### Exercice court A
Relevez chaque ligne de la liste ci-dessous qui contient la chaîne « Target ».

### Extrait source
____

Surpris, je le fus en te retrouvant au détour d'un relevé de banque, un an après notre séparation glaciale.

Je rappelle les faits : atteinte d'amnésie, tu m'obliges après un déménagement à faire plusieurs demandes d'ouverture de dossier. Tu m'ignores ensuite lorsque je demande le dégroupage total.

Enfin, un jour, tu m'entends mais m'envoie la Freebox je ne sais où (apparemment à mon ancienne adresse) et sans me tenir au courant. Parallèlement, les dossiers s'ouvrent en cascade, mais toujours sans dégroupage. Malheureusement, je ne pensais plus jamais avoir à ressasser tout cela, et les pièces justificatives me manquent aujourd'hui, disparues dans un grand autodafe libérateur, mais ce fut en tout cas une histoire très confuse et surtout très coûteuse.

En effet, quelques mois plus tard, tu me factures 400 euros pour non restitution d'une Freebox que je n'ai jamais reçue (voir le paragraphe suivant, il faut suivre). S'ensuit une longue lutte, des échanges maladroits, des appels infructueux à la coûteuse hotline, des recommandés avec accusé de réception, pour au final que j'obtienne gain de cause et que tu me rembourses (hormis les frais de procédure, comme on dit).

Note que j'étais toujours chez toi mais toutes ces maladresses avaient quelque peu entamé ma confiance en notre relation. Néanmoins, pour prouver ma bonne volonté et m'investir un peu plus dans notre couple, j'ai redemandé le dégroupage de ma ligne pour profiter de ton alléchante offre triple play.

Combien de couples malheureux pensent que faire un enfant leur permettrait de sortir de l'ornière ? Je ne sais, en tout cas plus de six mois après avoir fait ma demande sans être entendu de toi, je n'en pouvais plus. Lassé de payer les sempiternels 29 euros et des poussières par mois pour un ridicule 2 Mb sans téléphonie gratuite ni télévision, je décidais finalement de résilier mon abonnement pour refaire ma vie avec un autre fournisseur. Et de ce côté là, ça va très bien, merci.

____

Relevés de placement de points
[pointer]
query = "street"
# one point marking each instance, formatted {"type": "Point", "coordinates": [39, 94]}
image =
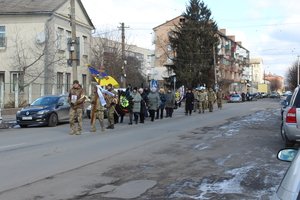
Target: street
{"type": "Point", "coordinates": [227, 154]}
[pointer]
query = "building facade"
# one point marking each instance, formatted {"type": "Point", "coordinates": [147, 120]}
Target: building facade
{"type": "Point", "coordinates": [36, 47]}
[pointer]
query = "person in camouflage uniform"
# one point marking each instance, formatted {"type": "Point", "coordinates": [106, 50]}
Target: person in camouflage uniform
{"type": "Point", "coordinates": [219, 95]}
{"type": "Point", "coordinates": [111, 102]}
{"type": "Point", "coordinates": [202, 96]}
{"type": "Point", "coordinates": [211, 95]}
{"type": "Point", "coordinates": [76, 100]}
{"type": "Point", "coordinates": [97, 111]}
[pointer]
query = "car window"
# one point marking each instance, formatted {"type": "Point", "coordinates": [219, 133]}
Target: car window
{"type": "Point", "coordinates": [45, 101]}
{"type": "Point", "coordinates": [295, 101]}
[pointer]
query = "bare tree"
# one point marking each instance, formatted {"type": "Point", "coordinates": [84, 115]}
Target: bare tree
{"type": "Point", "coordinates": [292, 76]}
{"type": "Point", "coordinates": [107, 51]}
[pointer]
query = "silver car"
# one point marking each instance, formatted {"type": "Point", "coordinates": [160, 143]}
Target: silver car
{"type": "Point", "coordinates": [290, 126]}
{"type": "Point", "coordinates": [289, 187]}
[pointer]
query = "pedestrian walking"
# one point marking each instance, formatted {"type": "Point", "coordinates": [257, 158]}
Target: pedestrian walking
{"type": "Point", "coordinates": [219, 95]}
{"type": "Point", "coordinates": [211, 99]}
{"type": "Point", "coordinates": [170, 103]}
{"type": "Point", "coordinates": [136, 99]}
{"type": "Point", "coordinates": [111, 101]}
{"type": "Point", "coordinates": [143, 111]}
{"type": "Point", "coordinates": [202, 96]}
{"type": "Point", "coordinates": [76, 99]}
{"type": "Point", "coordinates": [189, 102]}
{"type": "Point", "coordinates": [160, 110]}
{"type": "Point", "coordinates": [153, 102]}
{"type": "Point", "coordinates": [97, 111]}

____

### Exercice court B
Selon l'extrait source, quelle somme a été facturée pour la non-restitution de la Freebox ?

### Résultat correct A
Target: street
Target: building facade
Target: person in camouflage uniform
Target: car window
Target: bare tree
Target: silver car
Target: pedestrian walking

### Résultat correct B
400 euros.